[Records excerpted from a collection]
_ _ _ _ _ _ _

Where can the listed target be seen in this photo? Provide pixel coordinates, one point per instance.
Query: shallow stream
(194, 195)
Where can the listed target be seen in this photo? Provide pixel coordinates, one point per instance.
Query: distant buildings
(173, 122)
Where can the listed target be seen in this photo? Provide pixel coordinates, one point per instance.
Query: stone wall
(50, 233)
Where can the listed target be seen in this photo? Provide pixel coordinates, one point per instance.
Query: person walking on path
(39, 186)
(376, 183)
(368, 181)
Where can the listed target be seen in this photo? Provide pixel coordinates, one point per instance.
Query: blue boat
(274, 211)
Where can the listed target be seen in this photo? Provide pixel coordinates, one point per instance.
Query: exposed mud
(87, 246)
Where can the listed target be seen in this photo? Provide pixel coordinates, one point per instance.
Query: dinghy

_ _ _ _ _ _ _

EXERCISE DIRECTIONS: Every line above needs to be retyped exactly.

CORRECT ANSWER:
Where can the listed target be seen in this photo? Provide pixel coordinates, one point per instance.
Query: shallow stream
(194, 195)
Where can the listed target be seen in this photo? Provide pixel coordinates, one point per instance.
Query: distant buildings
(173, 122)
Where can the listed target be seen in this photo? Provide pixel coordinates, one point per instance.
Query: stone wall
(50, 233)
Where can the listed target be seen in this photo? Provide pixel coordinates, one point per instance.
Query: person walking on path
(39, 186)
(376, 183)
(368, 181)
Where can the listed target be seen in this photo? Provide pixel coordinates, one point per instance.
Query: blue boat
(274, 211)
Where can the listed target be seen in this photo? Provide pixel coordinates, one point per instance.
Query: exposed mud
(87, 246)
Where can the listed target be seen in this photo? Provide pixel coordinates, one point per instance.
Query: dinghy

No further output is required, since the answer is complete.